• SOURCE EXTRACT:
────────────────

2020/12/21 Dresden, Germany
By Raghid Shehayeb
The third session of the International Water Colloquium hosted Dr Nora Van Cauwenbergh from IHE Delft and Dr Thom Bogaard from TU Delft. The panellists discussed the topic of capacity building in water management through research in Myanmar. The session took place online on 18 November 2020 with over 50 participants.
The International Water Colloquium, organised by UNU-FLORES, the University of Bonn, and TU Dresden, addresses the topic “Cooperation in Water Management – Tackling a Global Challenge”. UN institutions, alongside their local partners, share their experiences about collaborative water-related projects and activities, highlighting the need for cooperation within the water management. The series running from 4 November to 16 December 2020 aims to foster collective knowledge development and further possibilities for cooperation.
Dr Nora Van Cauwenbergh showcased how cooperation between different sectors and stakeholders is a major principle of Integrated Water Resources Management (IWRM) and illustrated that in two capacity building projects in Myanmar. The WLE CGIAR project focused on capacity development on the individual and organisational levels in the Ayeyarwady river basin in Myanmar to improve policy engagement, networking, and communication within the water management and governance fields. A learning-by-practice approach was used where the local project fellows applied the knowledge and skills gained directly in their jobs.
Explaining the challenges and lessons learnt faced within the cooperation work, the panellists stated that the organisational capacity building and the linkage between individuals and organisations proved to be challenging but can be improved through a long-term process. Additionally, and with the willingness to develop and improve the water sector in Myanmar, several proposals for projects were raised during the cooperation work by local stakeholders.

────────────────

Saved data entries
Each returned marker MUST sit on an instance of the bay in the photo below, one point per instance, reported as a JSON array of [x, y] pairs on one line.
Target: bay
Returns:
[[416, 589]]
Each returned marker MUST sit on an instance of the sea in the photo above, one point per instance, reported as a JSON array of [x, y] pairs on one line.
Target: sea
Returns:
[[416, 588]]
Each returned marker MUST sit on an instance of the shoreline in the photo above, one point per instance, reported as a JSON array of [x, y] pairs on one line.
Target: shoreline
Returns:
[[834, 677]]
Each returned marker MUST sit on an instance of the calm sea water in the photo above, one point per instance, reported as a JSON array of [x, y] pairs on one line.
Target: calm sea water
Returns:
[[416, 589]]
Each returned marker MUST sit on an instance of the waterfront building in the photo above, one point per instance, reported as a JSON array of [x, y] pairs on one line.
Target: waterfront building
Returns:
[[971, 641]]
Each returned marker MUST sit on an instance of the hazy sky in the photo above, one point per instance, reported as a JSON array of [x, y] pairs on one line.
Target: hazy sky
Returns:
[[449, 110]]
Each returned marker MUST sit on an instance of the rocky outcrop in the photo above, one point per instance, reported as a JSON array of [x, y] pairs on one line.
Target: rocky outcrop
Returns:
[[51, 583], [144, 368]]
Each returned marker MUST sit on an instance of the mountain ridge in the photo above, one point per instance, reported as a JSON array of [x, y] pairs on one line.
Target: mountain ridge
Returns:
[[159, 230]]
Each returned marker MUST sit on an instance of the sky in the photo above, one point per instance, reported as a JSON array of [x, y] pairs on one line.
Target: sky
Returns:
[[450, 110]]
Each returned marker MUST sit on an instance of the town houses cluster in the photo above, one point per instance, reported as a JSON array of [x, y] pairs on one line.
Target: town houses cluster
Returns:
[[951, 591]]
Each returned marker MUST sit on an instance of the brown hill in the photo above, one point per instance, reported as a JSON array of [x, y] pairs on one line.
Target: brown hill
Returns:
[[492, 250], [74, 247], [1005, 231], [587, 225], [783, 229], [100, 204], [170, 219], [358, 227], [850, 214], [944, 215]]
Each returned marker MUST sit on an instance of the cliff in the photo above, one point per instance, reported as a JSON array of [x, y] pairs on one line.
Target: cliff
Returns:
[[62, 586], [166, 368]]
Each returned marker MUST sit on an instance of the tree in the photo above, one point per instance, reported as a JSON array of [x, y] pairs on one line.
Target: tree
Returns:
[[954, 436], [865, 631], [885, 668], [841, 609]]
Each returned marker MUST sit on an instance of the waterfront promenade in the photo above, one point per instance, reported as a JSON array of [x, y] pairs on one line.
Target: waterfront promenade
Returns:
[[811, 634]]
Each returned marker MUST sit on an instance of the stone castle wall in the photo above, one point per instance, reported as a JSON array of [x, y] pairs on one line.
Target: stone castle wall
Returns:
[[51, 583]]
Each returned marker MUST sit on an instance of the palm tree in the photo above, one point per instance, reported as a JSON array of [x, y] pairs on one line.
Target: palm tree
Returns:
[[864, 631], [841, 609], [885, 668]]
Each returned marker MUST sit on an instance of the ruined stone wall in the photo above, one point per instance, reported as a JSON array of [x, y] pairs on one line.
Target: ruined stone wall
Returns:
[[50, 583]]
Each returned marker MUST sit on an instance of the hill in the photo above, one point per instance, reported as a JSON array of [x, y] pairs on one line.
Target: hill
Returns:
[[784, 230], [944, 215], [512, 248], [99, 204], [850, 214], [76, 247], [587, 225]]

────────────────

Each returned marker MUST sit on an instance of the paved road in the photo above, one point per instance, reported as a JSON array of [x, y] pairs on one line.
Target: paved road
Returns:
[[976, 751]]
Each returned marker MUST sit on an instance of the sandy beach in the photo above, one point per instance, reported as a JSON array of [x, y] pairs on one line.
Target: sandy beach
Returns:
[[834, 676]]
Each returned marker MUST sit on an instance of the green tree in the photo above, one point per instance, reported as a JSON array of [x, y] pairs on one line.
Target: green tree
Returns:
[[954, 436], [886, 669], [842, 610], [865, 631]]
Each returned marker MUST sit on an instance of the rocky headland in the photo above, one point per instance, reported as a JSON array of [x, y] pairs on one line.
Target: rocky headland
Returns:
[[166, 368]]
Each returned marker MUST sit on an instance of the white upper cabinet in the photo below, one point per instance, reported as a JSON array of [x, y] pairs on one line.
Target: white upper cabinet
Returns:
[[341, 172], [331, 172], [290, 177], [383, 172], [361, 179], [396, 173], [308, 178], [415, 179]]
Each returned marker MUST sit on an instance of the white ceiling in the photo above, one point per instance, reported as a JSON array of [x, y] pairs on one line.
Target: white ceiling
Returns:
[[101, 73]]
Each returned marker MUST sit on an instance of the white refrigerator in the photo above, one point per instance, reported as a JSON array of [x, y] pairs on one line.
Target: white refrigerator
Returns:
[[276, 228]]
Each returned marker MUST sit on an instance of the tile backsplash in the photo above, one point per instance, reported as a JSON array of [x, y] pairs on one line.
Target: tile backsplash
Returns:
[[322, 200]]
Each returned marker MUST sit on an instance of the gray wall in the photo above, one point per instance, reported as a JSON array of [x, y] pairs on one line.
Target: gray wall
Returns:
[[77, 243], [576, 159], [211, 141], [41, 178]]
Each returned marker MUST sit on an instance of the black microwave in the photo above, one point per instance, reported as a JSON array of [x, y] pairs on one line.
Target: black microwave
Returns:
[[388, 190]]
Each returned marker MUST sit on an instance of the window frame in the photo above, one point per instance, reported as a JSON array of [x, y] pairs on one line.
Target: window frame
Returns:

────────────────

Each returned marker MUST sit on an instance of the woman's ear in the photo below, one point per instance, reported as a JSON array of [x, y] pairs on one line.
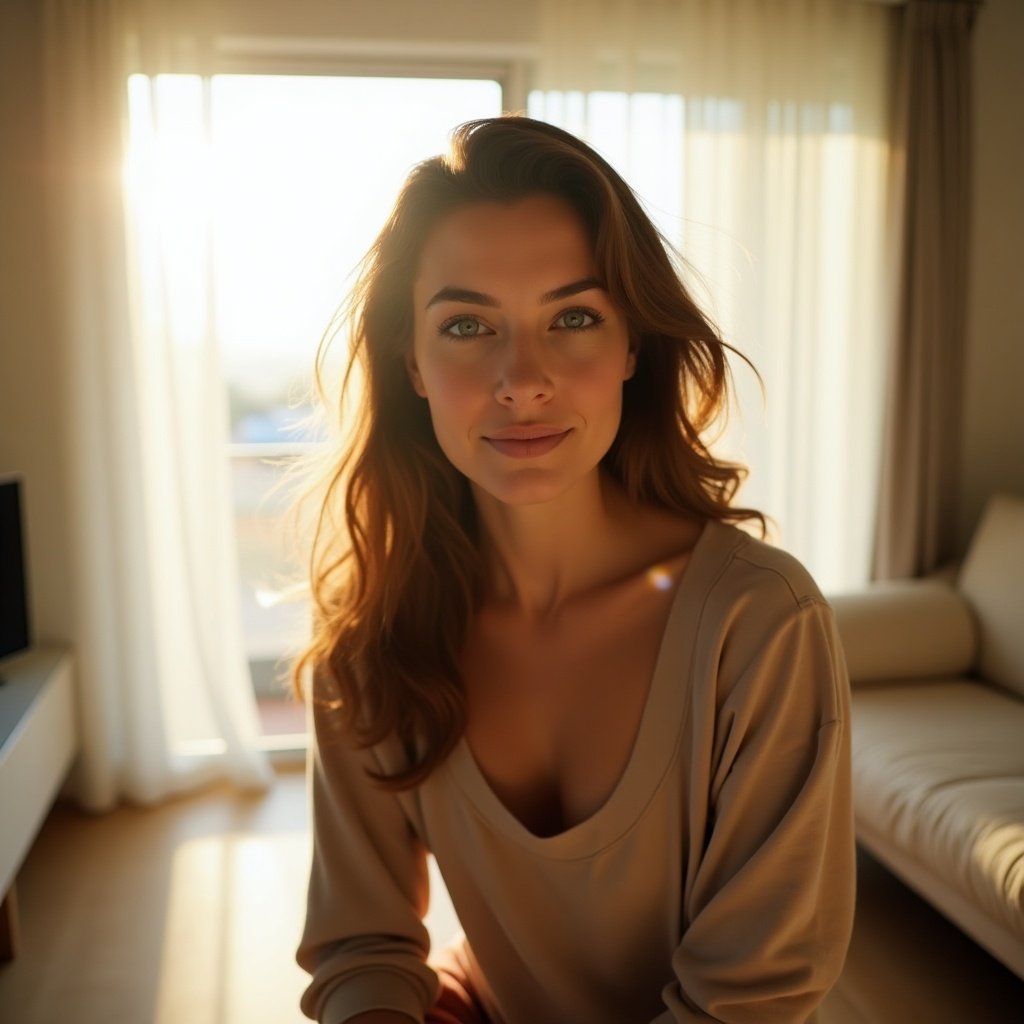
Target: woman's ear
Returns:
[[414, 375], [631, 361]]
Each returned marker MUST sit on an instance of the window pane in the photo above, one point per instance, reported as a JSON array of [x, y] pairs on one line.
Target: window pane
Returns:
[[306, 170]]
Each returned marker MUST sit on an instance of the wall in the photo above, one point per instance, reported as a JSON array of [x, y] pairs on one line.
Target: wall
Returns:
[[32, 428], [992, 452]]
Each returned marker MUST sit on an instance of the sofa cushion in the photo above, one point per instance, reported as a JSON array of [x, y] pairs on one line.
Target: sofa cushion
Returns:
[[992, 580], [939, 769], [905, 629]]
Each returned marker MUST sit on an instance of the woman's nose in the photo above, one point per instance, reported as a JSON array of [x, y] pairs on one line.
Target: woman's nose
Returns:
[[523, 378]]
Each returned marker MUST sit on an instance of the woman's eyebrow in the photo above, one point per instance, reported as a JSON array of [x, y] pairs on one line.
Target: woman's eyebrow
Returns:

────────────────

• TASKS FOR THIS EXERCISE:
a: Write out the passage of the report on the International Water Colloquium between "2020/12/21 Dresden, Germany" and "possibilities for cooperation.", inclusive.
b: Pick up the report on the International Water Colloquium after its last sentence and continue it.

• ANSWER LIST:
a:
2020/12/21 Dresden, Germany
By Raghid Shehayeb
The third session of the International Water Colloquium hosted Dr Nora Van Cauwenbergh from IHE Delft and Dr Thom Bogaard from TU Delft. The panellists discussed the topic of capacity building in water management through research in Myanmar. The session took place online on 18 November 2020 with over 50 participants.
The International Water Colloquium, organised by UNU-FLORES, the University of Bonn, and TU Dresden, addresses the topic “Cooperation in Water Management – Tackling a Global Challenge”. UN institutions, alongside their local partners, share their experiences about collaborative water-related projects and activities, highlighting the need for cooperation within the water management. The series running from 4 November to 16 December 2020 aims to foster collective knowledge development and further possibilities for cooperation.

b:
Dr Thom Bogaard then highlighted the academic research and water innovations activities in Myanmar. One project with the Ministry of Economic Affairs provided local SMEs the space to present their new technologies and innovations used to support in monitoring different water and hydrological characteristics. Moreover, local and exchange PhD, MSc, and BSc students were involved in projects to develop and implement innovative ideas in the water resources management field such as in water quality monitoring while having a significant outreach to relevant organisations and communities in Myanmar. Dr Bogaard ended his presentation by reflecting on the collaborative work, indicating how it serves as a mutual learning process and strengthens the capacity of students and university staff members, enriching the educational experience.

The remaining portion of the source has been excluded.